Apply what you read
1 - Answer these questions using the passage on Tokugawa Japan:
(a) In what year did the fire that exposed Japan's timber scarcity take place?
(b) What did Japan send to the Ainu in exchange for their goods?
(c) In what century was Hokkaido politically incorporated into Japan?
2 - Write a continuation of the passage on Tokugawa Japan that picks up after its final sentence.

Collapse: How Societies Choose to Fail or Succeed by Jared Diamond

Collapse: How Societies Choose to Fail or Succeed by Jared Diamond

Author:Jared Diamond
Language: eng
Format: mobi, epub, pdf
Tags: History
ISBN: 9780143117001
Publisher: Penguin Group USA
Published: 2008-01-02T00:00:00+00:00


The 1657 Meireki fire, and the resulting demand for timber to rebuild Japan’s capital, served as a wake-up call exposing the country’s growing scarcity of timber and other resources at a time when its population, especially its urban population, had been growing rapidly. That might have led to an Easter-Island-like catastrophe. Instead, over the course of the next two centuries Japan gradually achieved a stable population and much more nearly sustainable resource consumption rates. The shift was led from the top by successive shoguns, who invoked Confucian principles to promulgate an official ideology that encouraged limiting consumption and accumulating reserve supplies in order to protect the country against disaster.

Part of the shift involved increased reliance on seafood and on trade with the Ainu for food, in order to relieve the pressure on farming. Expanded fishing efforts incorporated new fishing techniques, such as very large nets and deepwater fishing. The territories claimed by individual daimyo and villages now included the sea adjacent to their land, in recognition of the sense that fish and shellfish stocks were limited and might become exhausted if anyone else could freely fish in one’s territory. Pressure on forests as a source of green fertilizer for cropland was reduced by making much more use of fish meal fertilizers. Hunting of sea mammals (whales, seals, and sea otters) increased, and syndicates were formed to finance the necessary boats, equipment, and large workforces. The greatly expanded trade with the Ainu on Hokkaido Island brought smoked salmon, dried sea cucumber, abalone, kelp, deer skins, and sea otter pelts to Japan, in exchange for rice, sake (rice wine), tobacco, and cotton delivered to the Ainu. Among the results were the depletion of salmon and deer on Hokkaido, the weaning of the Ainu away from self-sufficiency as hunters to dependence on Japanese imports, and eventually the destruction of the Ainu through economic disruption, disease epidemics, and military conquests. Thus, part of the Tokugawa solution for the problem of resource depletion in Japan itself was to conserve Japanese resources by causing resource depletion elsewhere, just as part of the solution of Japan and other First World countries to problems of resource depletion today is to cause resource depletion elsewhere. (Remember that Hokkaido was not incorporated politically into Japan until the 19th century.)

(Natural-language object grounding material)
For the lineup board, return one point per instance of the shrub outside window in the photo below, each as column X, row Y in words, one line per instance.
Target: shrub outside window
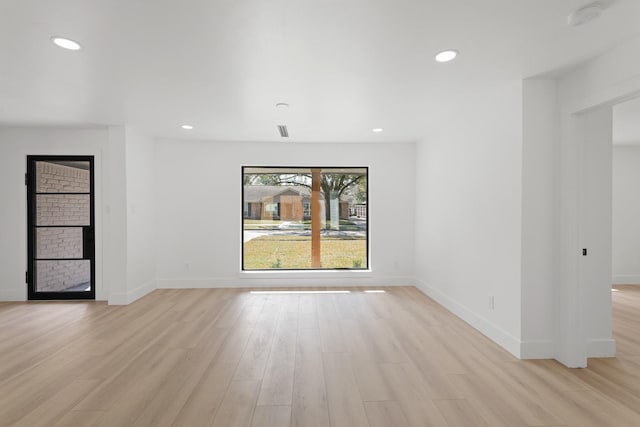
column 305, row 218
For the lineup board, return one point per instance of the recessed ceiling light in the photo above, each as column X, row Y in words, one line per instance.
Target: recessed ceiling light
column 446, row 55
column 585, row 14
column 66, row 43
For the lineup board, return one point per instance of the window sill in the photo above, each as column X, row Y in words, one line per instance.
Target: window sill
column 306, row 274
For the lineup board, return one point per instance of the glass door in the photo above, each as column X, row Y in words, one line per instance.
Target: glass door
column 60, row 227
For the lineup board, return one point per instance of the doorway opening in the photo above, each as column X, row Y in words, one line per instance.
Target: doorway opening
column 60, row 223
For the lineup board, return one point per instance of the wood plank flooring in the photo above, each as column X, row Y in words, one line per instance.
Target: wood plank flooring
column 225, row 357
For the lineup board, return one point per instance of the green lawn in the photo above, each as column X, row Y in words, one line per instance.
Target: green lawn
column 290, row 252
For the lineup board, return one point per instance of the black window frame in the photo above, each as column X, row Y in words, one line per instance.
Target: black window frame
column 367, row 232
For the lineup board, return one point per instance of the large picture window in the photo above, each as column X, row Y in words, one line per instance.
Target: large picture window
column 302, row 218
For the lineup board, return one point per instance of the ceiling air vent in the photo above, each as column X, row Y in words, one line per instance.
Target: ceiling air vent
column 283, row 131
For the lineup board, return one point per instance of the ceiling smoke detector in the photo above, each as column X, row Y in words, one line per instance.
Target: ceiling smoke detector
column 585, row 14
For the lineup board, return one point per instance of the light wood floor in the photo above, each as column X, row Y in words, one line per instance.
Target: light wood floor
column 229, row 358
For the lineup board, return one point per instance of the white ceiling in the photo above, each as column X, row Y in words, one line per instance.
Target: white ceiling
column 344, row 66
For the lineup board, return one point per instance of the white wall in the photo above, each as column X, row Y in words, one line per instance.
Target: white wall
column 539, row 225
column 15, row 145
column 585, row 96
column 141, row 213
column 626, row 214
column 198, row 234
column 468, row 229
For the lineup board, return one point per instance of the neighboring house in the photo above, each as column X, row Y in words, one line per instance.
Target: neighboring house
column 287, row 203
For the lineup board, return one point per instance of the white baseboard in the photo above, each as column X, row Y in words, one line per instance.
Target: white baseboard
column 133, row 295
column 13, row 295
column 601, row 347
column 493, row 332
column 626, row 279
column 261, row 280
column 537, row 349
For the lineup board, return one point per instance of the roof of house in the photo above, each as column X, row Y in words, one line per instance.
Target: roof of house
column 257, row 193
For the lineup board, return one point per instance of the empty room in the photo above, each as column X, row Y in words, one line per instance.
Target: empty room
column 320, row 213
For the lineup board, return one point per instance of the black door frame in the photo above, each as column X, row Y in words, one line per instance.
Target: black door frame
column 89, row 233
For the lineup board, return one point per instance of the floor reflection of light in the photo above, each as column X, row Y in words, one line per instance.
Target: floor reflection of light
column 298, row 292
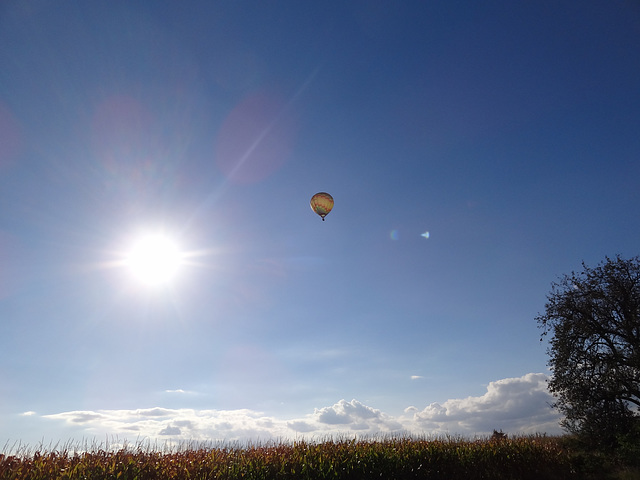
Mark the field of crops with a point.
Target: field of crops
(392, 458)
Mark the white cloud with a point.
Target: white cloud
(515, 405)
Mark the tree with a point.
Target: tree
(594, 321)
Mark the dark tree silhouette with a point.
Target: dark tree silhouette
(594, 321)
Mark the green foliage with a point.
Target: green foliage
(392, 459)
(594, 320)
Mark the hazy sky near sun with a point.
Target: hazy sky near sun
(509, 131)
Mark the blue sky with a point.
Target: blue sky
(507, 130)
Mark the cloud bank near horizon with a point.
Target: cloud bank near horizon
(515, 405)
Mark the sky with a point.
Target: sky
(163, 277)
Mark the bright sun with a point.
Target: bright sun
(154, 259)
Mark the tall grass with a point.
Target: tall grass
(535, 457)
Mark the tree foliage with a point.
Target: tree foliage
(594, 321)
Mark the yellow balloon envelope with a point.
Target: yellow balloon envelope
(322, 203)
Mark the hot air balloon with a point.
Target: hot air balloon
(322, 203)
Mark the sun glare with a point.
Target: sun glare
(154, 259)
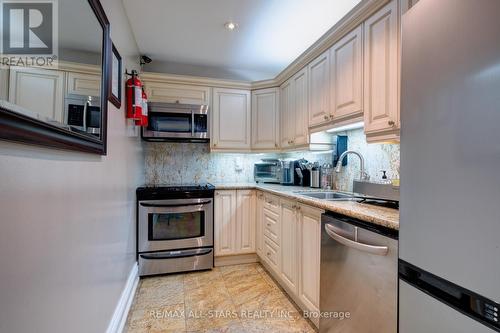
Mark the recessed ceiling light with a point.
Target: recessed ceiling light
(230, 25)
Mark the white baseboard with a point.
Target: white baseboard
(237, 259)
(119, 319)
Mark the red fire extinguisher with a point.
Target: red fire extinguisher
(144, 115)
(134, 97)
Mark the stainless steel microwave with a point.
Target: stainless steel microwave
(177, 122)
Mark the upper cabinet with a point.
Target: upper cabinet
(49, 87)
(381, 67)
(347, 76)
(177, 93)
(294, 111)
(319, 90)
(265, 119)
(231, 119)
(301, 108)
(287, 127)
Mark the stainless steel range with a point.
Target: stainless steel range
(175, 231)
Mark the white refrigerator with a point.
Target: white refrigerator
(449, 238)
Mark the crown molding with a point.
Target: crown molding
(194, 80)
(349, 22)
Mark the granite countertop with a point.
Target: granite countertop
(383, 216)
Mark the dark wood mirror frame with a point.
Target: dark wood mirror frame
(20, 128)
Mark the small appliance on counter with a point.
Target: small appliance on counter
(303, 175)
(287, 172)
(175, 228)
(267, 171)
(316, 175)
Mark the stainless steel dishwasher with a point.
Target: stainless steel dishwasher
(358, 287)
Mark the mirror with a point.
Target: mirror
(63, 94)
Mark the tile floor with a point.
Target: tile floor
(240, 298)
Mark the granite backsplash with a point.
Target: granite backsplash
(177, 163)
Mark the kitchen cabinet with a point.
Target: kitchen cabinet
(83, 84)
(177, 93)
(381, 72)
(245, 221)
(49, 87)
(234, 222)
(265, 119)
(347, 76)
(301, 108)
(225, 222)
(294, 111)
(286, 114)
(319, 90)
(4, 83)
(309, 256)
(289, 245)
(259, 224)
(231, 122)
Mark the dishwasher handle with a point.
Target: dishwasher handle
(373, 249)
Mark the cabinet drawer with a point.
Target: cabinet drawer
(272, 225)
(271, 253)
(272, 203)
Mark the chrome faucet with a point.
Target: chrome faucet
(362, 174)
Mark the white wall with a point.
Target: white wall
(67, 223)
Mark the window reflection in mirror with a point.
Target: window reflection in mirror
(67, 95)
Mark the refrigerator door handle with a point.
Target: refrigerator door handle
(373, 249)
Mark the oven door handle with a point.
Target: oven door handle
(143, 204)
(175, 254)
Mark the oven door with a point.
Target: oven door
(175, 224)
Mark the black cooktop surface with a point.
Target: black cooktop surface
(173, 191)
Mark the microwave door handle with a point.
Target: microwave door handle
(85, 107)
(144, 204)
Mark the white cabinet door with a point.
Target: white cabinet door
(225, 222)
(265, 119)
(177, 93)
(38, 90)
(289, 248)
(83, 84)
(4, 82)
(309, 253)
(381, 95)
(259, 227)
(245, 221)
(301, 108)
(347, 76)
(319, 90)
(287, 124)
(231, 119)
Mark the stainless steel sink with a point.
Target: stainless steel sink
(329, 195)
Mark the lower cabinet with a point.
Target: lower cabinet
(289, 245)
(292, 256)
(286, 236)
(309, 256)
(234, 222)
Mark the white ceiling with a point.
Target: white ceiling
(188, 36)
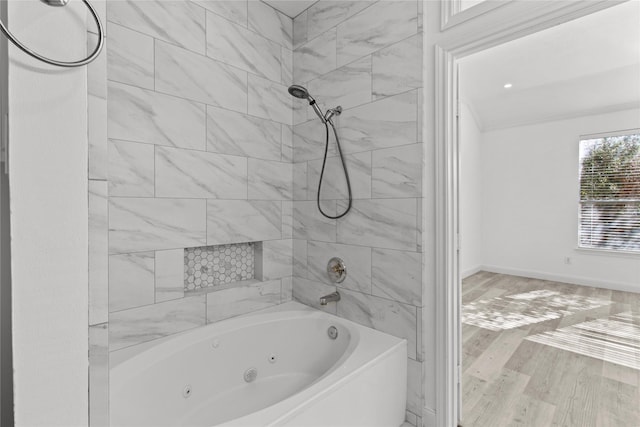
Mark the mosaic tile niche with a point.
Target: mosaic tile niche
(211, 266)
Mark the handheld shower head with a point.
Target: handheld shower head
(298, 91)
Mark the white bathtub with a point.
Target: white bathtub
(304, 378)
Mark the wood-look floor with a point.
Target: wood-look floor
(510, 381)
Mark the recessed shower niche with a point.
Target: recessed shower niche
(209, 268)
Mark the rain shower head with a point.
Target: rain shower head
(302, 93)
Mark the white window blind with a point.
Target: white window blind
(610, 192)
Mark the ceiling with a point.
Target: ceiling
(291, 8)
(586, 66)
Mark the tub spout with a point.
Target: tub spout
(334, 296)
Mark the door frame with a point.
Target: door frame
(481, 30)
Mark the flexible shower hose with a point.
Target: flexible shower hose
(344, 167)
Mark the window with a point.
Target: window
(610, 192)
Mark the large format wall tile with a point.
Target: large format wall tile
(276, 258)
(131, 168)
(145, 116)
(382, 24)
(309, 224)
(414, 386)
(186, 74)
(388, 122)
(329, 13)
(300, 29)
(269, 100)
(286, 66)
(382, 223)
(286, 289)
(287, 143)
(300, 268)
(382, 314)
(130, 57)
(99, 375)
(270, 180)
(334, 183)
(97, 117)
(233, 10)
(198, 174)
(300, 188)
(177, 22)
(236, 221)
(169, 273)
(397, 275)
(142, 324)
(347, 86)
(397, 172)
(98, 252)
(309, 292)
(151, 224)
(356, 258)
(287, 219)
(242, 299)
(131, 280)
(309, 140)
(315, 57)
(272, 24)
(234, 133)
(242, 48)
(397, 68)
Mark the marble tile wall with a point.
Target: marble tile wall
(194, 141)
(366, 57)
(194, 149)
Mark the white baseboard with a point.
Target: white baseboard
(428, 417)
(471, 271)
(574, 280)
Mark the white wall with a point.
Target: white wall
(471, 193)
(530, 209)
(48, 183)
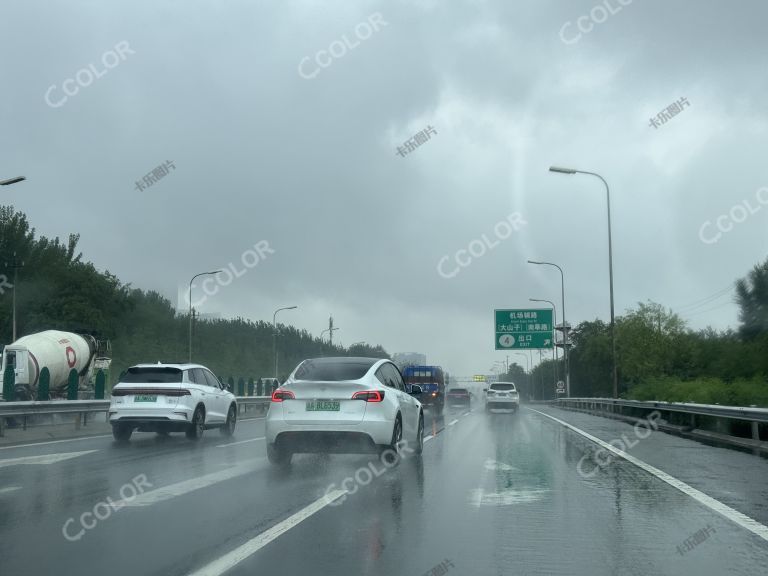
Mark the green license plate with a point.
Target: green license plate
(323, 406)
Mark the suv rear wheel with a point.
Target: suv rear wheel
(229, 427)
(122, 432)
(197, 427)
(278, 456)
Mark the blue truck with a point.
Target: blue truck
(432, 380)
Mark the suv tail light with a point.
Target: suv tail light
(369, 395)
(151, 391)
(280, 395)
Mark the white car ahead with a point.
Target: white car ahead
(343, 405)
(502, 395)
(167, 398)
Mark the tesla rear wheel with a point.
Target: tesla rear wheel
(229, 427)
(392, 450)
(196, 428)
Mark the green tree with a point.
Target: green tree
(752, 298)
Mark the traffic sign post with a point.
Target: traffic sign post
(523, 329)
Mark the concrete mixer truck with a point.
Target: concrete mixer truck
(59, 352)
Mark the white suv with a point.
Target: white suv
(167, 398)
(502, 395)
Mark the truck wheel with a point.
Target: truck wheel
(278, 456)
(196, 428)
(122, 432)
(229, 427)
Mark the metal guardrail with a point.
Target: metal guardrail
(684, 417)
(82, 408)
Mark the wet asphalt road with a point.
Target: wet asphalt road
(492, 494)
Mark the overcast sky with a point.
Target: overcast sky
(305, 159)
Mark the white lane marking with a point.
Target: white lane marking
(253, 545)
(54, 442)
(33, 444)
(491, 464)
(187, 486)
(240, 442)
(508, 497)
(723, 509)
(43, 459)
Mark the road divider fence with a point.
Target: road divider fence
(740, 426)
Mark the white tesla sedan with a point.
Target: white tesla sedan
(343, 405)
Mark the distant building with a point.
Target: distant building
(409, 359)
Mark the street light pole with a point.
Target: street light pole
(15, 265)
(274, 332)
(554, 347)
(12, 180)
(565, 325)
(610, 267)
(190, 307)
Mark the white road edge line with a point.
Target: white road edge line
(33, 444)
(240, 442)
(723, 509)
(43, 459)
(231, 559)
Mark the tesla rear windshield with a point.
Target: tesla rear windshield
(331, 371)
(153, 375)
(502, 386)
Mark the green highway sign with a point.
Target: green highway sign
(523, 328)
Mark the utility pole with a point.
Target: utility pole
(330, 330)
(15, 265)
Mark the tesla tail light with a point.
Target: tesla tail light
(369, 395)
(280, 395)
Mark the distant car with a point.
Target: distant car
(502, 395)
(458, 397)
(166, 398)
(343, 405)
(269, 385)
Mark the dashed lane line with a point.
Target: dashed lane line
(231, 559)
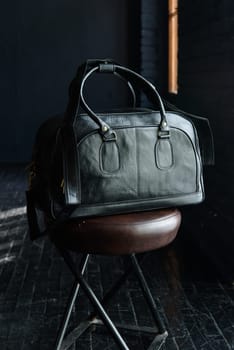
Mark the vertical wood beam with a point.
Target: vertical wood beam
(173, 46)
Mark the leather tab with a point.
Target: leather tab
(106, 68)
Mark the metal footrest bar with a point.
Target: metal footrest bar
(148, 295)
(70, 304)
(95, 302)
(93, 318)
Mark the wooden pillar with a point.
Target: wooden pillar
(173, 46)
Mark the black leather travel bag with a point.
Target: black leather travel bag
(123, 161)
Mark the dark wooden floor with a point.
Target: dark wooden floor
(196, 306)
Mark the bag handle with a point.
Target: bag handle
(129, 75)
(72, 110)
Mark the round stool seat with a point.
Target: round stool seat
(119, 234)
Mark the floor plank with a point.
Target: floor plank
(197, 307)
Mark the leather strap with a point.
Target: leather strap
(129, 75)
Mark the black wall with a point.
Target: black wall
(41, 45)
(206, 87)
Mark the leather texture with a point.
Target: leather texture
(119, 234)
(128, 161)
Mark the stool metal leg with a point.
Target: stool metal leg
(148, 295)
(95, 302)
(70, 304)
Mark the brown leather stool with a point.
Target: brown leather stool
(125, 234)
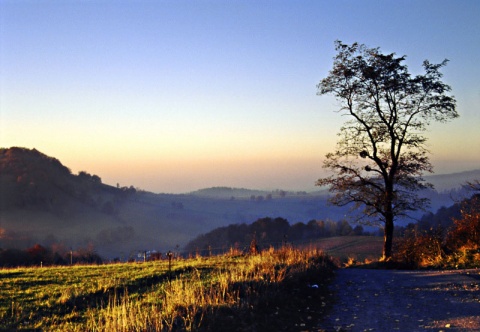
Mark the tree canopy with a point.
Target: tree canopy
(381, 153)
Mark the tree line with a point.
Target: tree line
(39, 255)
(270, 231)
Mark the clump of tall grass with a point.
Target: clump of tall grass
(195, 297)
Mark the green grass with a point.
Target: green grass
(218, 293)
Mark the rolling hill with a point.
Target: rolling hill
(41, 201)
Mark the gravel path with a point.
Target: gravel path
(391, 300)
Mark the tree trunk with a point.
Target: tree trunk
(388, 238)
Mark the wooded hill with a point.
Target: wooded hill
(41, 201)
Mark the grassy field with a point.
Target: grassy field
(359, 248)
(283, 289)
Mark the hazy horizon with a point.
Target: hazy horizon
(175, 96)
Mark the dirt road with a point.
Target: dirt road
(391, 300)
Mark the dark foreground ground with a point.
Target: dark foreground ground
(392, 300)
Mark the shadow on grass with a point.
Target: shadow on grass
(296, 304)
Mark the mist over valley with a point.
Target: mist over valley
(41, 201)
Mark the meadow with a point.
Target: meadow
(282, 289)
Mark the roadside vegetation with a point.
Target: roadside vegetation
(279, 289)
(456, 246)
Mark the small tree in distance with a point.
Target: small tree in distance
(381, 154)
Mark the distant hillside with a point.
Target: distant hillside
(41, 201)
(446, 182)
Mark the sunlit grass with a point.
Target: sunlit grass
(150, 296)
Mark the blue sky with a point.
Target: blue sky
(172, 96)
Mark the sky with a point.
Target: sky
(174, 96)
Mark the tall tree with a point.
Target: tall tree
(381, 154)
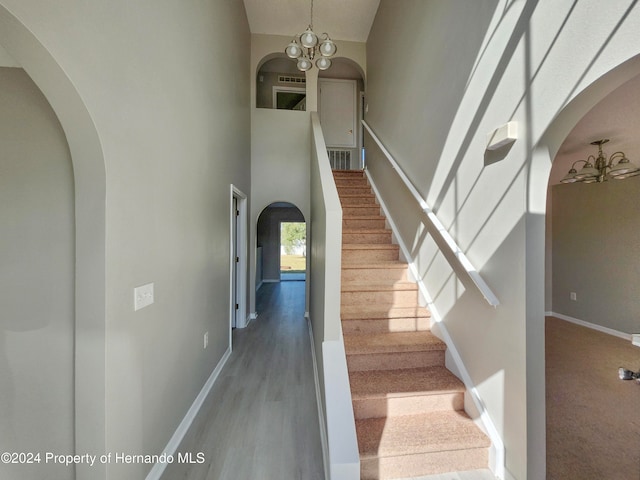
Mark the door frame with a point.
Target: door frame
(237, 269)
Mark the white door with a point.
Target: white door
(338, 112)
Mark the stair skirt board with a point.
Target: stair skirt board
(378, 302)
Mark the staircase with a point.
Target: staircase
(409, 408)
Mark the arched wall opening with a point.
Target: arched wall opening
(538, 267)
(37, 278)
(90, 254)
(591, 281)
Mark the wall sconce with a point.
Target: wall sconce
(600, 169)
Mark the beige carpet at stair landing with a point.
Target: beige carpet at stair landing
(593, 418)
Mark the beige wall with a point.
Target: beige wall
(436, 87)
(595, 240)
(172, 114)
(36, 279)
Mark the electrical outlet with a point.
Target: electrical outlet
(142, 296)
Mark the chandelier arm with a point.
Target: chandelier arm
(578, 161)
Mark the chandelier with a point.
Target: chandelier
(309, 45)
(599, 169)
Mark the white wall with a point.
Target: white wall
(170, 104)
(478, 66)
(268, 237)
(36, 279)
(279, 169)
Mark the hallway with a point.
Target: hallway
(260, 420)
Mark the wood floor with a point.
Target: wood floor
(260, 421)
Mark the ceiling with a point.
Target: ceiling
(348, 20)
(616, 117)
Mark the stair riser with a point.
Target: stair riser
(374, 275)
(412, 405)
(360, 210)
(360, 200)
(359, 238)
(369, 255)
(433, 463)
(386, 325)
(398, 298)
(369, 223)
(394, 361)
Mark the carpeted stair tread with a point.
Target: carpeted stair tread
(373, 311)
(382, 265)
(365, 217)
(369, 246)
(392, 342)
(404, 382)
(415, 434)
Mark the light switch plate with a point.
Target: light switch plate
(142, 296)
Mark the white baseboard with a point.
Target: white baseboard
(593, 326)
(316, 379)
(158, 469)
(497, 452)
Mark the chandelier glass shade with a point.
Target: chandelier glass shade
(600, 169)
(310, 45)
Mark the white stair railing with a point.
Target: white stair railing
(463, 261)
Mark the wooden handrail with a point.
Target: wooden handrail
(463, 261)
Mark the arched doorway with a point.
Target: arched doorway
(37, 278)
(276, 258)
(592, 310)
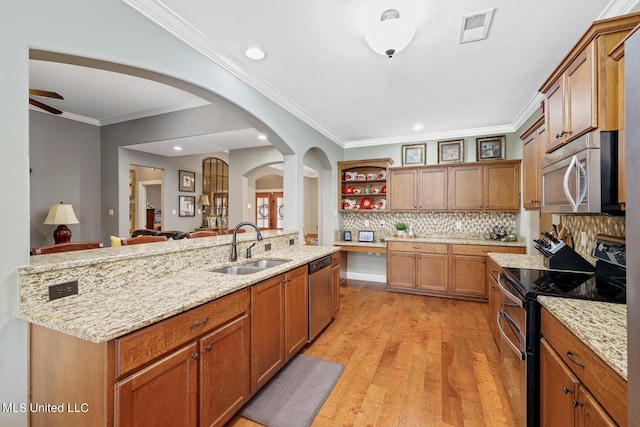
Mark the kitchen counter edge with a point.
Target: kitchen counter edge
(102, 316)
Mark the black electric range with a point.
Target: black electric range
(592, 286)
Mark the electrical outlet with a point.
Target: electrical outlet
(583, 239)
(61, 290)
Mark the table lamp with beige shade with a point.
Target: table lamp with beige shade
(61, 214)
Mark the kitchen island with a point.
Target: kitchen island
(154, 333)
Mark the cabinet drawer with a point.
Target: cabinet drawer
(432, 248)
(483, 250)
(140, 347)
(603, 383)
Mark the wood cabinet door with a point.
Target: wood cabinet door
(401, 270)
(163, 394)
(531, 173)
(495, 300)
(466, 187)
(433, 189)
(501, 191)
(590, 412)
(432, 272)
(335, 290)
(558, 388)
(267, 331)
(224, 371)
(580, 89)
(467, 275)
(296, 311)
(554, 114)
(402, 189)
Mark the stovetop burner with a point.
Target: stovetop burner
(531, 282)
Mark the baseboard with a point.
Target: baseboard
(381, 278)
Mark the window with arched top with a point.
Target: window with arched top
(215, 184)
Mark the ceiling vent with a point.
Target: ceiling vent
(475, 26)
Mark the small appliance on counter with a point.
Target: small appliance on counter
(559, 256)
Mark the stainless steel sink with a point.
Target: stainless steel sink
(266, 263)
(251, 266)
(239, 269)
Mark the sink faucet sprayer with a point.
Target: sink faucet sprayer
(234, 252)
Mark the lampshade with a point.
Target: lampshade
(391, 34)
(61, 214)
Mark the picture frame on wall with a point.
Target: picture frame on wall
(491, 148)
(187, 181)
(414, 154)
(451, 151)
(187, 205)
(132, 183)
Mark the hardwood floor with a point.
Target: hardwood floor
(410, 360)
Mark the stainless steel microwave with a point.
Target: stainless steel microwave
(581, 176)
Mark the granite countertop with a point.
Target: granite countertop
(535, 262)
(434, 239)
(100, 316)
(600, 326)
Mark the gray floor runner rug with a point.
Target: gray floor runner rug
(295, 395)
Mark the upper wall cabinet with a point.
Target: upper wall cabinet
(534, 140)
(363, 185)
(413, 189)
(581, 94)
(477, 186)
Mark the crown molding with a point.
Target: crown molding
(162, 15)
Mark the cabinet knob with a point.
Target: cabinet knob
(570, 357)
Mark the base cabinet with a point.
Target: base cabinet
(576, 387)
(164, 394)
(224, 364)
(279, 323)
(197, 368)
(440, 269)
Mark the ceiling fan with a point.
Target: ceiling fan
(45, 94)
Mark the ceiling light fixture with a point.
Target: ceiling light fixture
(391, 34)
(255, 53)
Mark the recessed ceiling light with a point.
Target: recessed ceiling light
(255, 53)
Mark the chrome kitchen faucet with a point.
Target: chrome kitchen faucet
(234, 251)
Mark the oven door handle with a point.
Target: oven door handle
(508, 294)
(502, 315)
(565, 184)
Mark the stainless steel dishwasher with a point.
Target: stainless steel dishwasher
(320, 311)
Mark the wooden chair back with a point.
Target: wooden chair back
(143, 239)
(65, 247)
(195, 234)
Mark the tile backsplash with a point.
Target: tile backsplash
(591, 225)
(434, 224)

Answers for this exercise
1 -
(a) 1657
(b) Rice, sake (rice wine), tobacco, and cotton
(c) The 19th century

2 -
Another part of the shift consisted of the near-achievement of Zero Population Growth. Between 1721 and 1828, Japan’s population barely increased at all, from 26,100,000 to only 27,200,000. Compared to earlier centuries, Japanese in the 18th and 19th century married later, nursed their babies for longer, and spaced their children at longer intervals through the resulting lactational amenorrhea as well as through contraception, abortion, and infanticide. Those decreased birth rates represented responses of individual couples to perceived shortages of food and other resources, as shown by rises and falls in Tokugawa Japanese birth rates in phase with falls and rises in rice prices.

Still other aspects of the shift served to reduce wood consumption. Beginning in the late 17th century, Japan’s use of coal instead of wood as a fuel rose.